Aim of the task ::
Using the list of 1919 events in Australia, explain why returned servicemen clashed with police in Brisbane on 24 March.

The following lists events that happened during 1919 in Australia.

Incumbents

Monarch – George V
Governor-General – Sir Ronald Munro-Ferguson
Prime Minister – Billy Hughes
Chief Justice – Samuel Griffith (until 17 October) then Adrian Knox (from 18 October)

State premiers
Premier of New South Wales – William Holman
Premier of Queensland – T. J. Ryan (until 22 October), then Ted Theodore
Premier of South Australia – Archibald Peake
Premier of Tasmania – Walter Lee
Premier of Victoria – Harry Lawson
Premier of Western Australia – Sir Henry Lefroy (until 17 April), then Sir Hal Colebatch (until 17 May), then James Mitchell

State governors
Governor of New South Wales – Walter Davidson
Governor of Queensland – Hamilton Goold-Adams
Governor of South Australia – Sir Henry Galway
Governor of Tasmania – Francis Newdegate
Governor of Victoria – Sir Arthur Stanley
Governor of Western Australia – William Ellison-Macartney

Events
 8 January – Strike leader Paul Freeman was arrested outside of Dobbyn, Queensland, sparking a chain of events that would lead to his deportation.
 1 March – The Potts, believed to be the world's longest running cartoon strip drawn by the same artist, is first published in The Sun News-Pictorial.
 24 March – one of the most notable incidents of the Red Flag Riots occurred in Brisbane, Queensland, when a crowd of returned servicemen clashed with police. The incident had been sparked the previous day by a socialist demonstration against the continued operation of the War Precautions Act, which had angered many of the returned soldiers.
 1 June – A mutiny breaks out on the Royal Australian Navy battlecruiser  shortly after it arrives in Fremantle, Western Australia.
 28 June – The Treaty of Versailles is signed in France, bringing Australia's involvement in World War I to an end.
 18 October – Sir Adrian Knox is appointed Chief Justice of the High Court.
 28 October – The Treaty of Peace (Germany) Act 1919 receives Royal Assent, confirming Australia's membership as a sovereign nation in the new League of Nations, and indicating Australia's independence from the United Kingdom.
 10 December – Keith and Ross Smith, piloting a Vickers Vimy, reach Darwin at the end of the first England to Australia flight.

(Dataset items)
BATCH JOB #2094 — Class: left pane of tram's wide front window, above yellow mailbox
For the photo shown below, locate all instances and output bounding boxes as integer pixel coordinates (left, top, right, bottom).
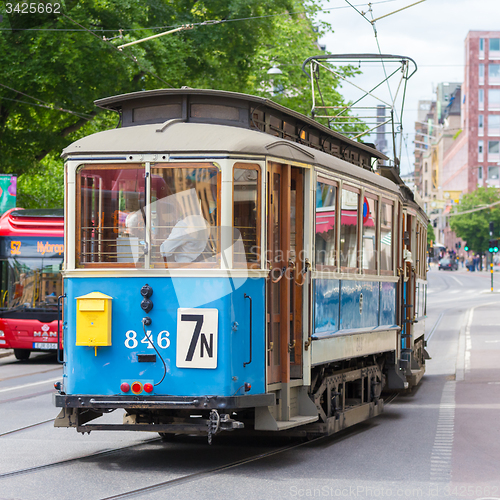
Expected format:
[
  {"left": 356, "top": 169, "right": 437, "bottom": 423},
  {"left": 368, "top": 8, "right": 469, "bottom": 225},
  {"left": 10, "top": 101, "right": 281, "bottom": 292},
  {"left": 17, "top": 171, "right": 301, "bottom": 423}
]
[{"left": 76, "top": 164, "right": 146, "bottom": 267}]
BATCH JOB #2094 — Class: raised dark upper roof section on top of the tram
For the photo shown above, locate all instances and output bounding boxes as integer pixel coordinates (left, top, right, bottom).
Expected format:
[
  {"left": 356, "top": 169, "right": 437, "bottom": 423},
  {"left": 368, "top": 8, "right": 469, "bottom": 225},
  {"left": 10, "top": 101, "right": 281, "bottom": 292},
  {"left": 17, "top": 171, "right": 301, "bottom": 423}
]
[{"left": 91, "top": 88, "right": 388, "bottom": 164}]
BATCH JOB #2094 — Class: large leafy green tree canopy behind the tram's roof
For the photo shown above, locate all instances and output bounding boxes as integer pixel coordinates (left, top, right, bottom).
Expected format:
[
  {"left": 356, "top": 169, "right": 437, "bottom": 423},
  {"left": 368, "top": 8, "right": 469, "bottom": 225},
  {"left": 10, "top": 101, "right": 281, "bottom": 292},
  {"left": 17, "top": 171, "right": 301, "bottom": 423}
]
[{"left": 0, "top": 0, "right": 364, "bottom": 207}]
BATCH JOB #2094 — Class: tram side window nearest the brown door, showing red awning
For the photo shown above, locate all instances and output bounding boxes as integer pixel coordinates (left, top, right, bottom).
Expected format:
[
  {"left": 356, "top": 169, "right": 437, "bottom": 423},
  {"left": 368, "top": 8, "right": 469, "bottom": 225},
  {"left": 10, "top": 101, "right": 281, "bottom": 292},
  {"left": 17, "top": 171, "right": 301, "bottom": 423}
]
[{"left": 316, "top": 181, "right": 337, "bottom": 266}]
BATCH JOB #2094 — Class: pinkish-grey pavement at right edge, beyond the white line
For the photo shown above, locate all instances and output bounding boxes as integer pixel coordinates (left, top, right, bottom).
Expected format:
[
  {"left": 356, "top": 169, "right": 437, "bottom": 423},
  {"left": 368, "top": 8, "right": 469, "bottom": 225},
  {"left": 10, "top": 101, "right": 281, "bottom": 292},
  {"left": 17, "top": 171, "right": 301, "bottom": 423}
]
[{"left": 452, "top": 299, "right": 500, "bottom": 486}]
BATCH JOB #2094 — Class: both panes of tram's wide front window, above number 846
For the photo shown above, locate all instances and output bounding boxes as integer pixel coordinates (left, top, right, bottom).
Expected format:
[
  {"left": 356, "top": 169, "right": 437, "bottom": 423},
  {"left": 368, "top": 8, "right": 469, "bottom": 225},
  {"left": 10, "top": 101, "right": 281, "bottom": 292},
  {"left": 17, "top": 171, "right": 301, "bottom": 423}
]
[{"left": 76, "top": 163, "right": 220, "bottom": 268}]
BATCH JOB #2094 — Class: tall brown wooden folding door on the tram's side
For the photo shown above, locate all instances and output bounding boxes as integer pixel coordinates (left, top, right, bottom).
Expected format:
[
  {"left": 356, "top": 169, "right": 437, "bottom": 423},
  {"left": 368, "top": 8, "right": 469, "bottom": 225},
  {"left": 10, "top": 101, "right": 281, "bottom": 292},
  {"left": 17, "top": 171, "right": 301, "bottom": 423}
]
[{"left": 267, "top": 162, "right": 304, "bottom": 384}]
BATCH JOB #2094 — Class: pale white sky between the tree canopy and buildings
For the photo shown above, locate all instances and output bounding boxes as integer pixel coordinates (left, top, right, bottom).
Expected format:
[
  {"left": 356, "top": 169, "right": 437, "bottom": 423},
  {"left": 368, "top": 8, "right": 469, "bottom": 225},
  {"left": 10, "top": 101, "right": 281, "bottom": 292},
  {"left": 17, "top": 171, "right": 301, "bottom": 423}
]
[{"left": 319, "top": 0, "right": 500, "bottom": 174}]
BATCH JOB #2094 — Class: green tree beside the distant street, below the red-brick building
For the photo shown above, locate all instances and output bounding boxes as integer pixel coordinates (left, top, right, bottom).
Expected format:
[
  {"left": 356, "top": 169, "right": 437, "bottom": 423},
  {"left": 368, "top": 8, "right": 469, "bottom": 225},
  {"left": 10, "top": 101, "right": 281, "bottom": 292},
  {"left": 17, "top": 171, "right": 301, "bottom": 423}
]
[{"left": 450, "top": 187, "right": 500, "bottom": 253}]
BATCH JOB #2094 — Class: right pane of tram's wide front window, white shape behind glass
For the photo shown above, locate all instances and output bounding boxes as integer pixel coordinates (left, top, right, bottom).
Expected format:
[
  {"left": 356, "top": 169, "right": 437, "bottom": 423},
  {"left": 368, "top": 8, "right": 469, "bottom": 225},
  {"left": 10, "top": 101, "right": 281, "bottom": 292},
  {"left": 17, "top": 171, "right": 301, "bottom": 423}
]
[{"left": 151, "top": 163, "right": 220, "bottom": 268}]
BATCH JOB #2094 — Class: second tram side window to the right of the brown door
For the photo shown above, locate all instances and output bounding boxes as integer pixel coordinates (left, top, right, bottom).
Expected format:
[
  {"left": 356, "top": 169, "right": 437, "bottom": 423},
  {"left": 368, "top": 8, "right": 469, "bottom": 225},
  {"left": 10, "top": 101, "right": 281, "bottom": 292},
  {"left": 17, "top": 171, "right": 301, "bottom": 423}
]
[{"left": 340, "top": 189, "right": 359, "bottom": 269}]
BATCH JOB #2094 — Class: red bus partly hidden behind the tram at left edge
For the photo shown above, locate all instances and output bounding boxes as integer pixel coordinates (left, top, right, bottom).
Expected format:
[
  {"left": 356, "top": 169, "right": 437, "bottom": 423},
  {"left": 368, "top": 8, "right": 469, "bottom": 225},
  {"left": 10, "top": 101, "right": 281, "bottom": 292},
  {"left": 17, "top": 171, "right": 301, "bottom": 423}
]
[{"left": 0, "top": 208, "right": 64, "bottom": 360}]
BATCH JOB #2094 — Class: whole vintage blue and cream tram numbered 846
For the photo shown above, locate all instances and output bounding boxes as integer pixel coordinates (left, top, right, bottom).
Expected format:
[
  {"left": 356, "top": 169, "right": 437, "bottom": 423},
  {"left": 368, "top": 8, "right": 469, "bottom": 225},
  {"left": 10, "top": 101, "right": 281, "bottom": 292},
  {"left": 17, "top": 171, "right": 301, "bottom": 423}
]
[{"left": 55, "top": 89, "right": 427, "bottom": 441}]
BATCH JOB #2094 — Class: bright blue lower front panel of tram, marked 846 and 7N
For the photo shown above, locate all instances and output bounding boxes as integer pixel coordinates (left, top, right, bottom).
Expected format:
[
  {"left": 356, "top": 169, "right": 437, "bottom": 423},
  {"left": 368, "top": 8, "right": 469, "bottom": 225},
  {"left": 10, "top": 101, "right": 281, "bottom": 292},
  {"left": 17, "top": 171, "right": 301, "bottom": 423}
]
[{"left": 63, "top": 278, "right": 265, "bottom": 397}]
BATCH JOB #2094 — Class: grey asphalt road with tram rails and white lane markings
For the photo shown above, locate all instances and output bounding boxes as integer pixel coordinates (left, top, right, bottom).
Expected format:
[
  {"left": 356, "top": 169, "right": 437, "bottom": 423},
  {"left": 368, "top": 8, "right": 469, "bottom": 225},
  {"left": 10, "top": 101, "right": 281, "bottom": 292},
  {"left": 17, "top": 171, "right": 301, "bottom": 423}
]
[{"left": 0, "top": 269, "right": 500, "bottom": 500}]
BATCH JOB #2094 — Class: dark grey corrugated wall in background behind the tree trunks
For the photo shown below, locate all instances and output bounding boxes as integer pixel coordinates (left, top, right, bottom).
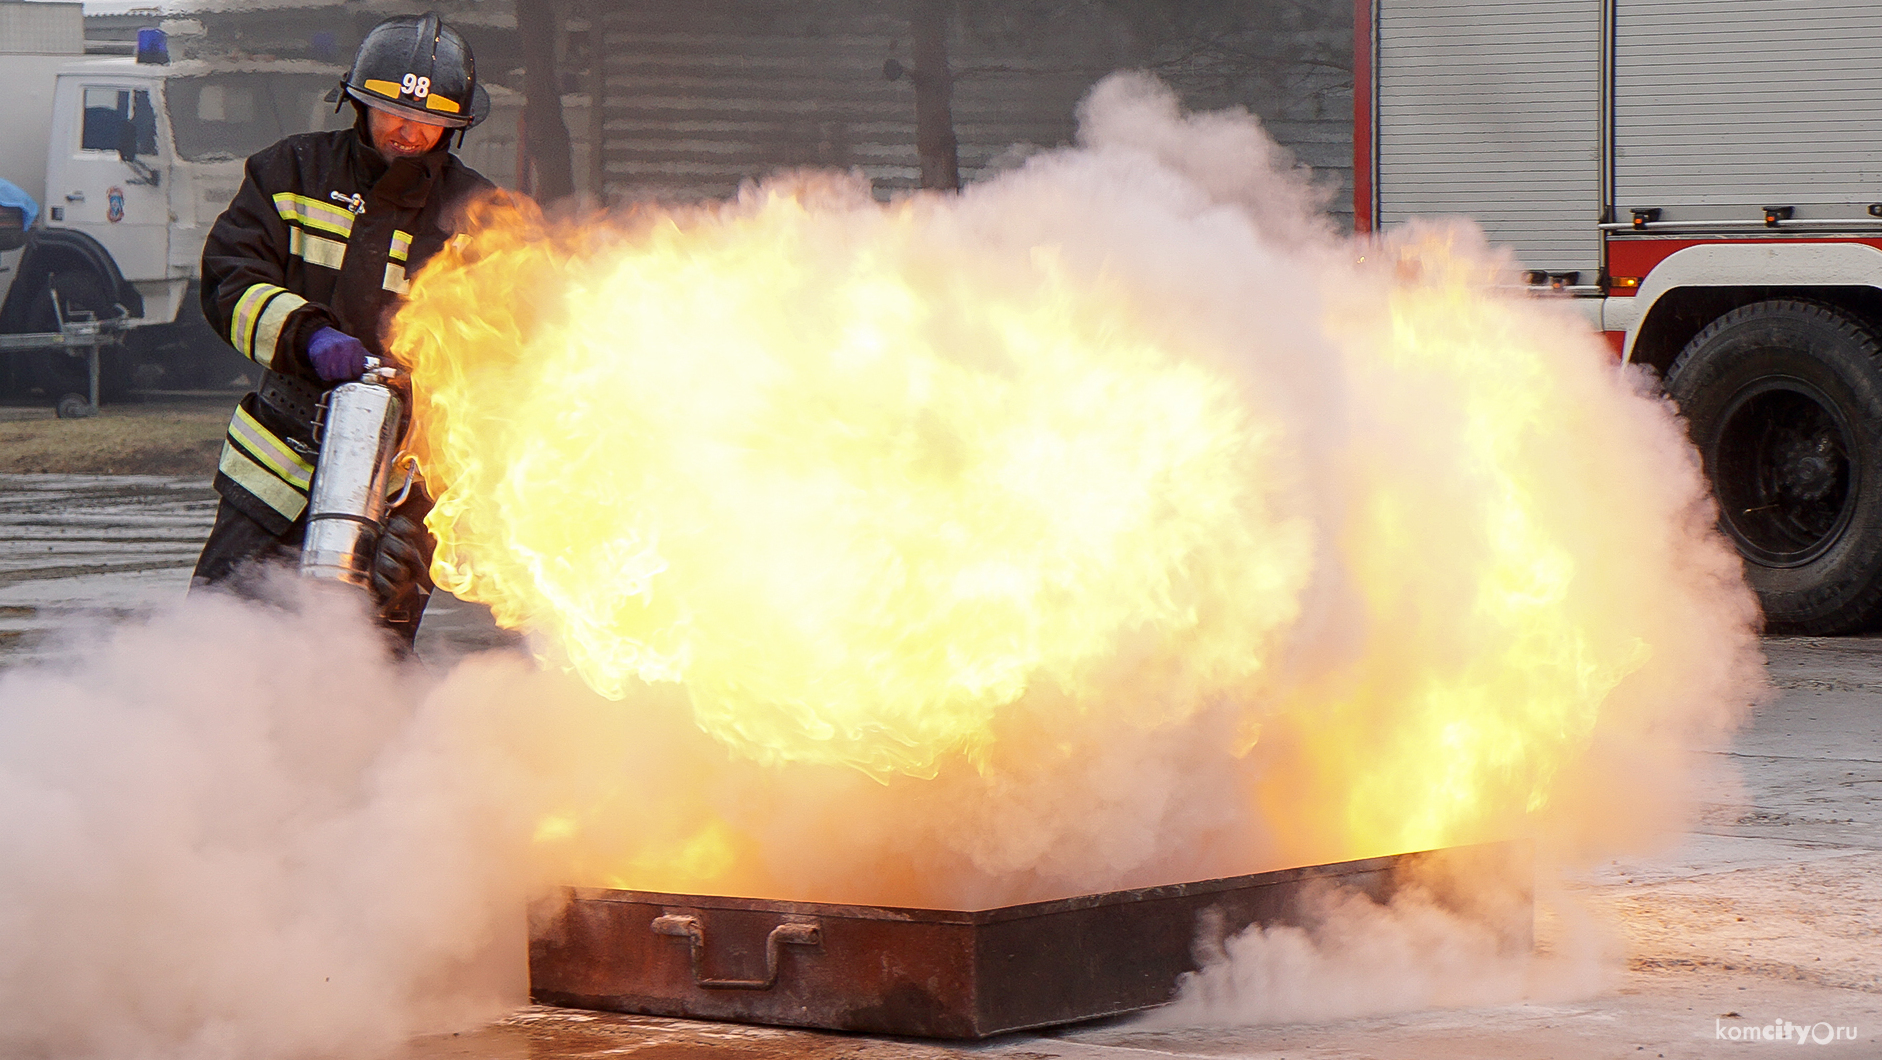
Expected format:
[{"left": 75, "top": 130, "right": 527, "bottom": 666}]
[{"left": 154, "top": 0, "right": 1353, "bottom": 222}]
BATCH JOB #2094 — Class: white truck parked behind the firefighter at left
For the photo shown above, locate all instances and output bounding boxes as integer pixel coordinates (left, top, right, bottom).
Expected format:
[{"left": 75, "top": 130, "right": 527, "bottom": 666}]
[{"left": 0, "top": 0, "right": 352, "bottom": 410}]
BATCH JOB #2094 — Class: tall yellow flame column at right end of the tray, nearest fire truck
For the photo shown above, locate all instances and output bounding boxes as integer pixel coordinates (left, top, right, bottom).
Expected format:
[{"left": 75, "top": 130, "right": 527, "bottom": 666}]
[{"left": 1261, "top": 237, "right": 1675, "bottom": 859}]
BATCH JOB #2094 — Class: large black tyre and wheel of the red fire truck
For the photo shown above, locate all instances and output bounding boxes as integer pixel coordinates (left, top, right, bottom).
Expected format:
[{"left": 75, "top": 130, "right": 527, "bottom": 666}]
[{"left": 1667, "top": 299, "right": 1882, "bottom": 634}]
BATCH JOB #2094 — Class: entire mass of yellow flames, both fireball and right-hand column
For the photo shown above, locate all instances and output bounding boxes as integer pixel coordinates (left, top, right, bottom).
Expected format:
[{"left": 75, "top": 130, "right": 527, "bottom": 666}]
[{"left": 391, "top": 181, "right": 1743, "bottom": 900}]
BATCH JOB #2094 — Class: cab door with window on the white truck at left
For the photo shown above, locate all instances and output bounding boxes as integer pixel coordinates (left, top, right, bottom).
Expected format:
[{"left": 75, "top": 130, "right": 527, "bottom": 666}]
[{"left": 45, "top": 77, "right": 169, "bottom": 289}]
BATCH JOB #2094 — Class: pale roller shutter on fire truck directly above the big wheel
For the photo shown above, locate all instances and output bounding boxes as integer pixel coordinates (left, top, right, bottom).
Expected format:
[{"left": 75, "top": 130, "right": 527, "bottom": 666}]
[{"left": 1615, "top": 0, "right": 1882, "bottom": 220}]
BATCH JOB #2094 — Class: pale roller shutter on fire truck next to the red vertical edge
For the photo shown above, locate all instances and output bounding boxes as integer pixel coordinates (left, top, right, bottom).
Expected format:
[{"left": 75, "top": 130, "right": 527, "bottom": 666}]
[{"left": 1376, "top": 0, "right": 1602, "bottom": 282}]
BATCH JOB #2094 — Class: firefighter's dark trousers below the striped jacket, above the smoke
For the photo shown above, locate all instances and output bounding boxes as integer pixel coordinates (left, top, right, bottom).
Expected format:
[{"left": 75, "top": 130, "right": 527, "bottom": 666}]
[{"left": 190, "top": 490, "right": 433, "bottom": 653}]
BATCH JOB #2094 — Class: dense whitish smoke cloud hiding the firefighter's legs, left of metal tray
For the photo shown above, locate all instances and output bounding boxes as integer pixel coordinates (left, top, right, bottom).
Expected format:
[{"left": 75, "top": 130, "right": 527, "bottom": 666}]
[{"left": 0, "top": 593, "right": 529, "bottom": 1058}]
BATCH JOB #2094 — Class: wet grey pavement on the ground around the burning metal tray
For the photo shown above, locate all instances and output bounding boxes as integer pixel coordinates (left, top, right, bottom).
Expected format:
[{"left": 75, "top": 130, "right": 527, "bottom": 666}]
[{"left": 0, "top": 474, "right": 1882, "bottom": 1060}]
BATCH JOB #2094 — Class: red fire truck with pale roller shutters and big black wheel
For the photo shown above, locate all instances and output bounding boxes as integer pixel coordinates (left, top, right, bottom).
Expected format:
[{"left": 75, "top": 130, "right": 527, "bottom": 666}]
[{"left": 1353, "top": 0, "right": 1882, "bottom": 634}]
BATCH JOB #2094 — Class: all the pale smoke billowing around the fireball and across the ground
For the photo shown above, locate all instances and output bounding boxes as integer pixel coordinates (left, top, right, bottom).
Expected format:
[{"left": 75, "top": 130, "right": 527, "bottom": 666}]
[{"left": 0, "top": 77, "right": 1758, "bottom": 1058}]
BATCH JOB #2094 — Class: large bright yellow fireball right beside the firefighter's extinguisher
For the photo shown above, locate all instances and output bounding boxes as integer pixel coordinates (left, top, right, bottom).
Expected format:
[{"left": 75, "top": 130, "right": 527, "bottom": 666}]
[{"left": 397, "top": 192, "right": 1310, "bottom": 776}]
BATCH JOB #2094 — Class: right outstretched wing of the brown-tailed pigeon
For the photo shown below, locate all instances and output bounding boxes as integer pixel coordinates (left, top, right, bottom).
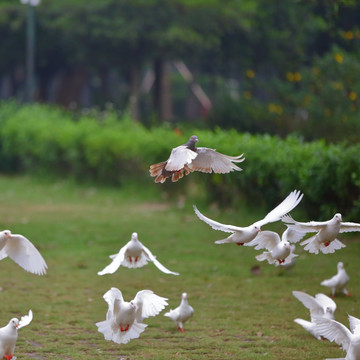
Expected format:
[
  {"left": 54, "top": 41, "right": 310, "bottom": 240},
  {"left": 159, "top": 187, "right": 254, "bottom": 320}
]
[{"left": 189, "top": 147, "right": 245, "bottom": 174}]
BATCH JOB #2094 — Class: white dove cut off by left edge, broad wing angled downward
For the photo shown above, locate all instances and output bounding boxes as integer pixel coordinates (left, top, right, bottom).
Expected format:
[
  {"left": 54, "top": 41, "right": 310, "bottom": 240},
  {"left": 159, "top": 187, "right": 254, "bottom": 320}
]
[{"left": 0, "top": 230, "right": 47, "bottom": 275}]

Result for this exercise ::
The clash was sparked the day before by a socialist demonstration against the continued operation of the War Precautions Act. That demonstration had angered many of the returned soldiers.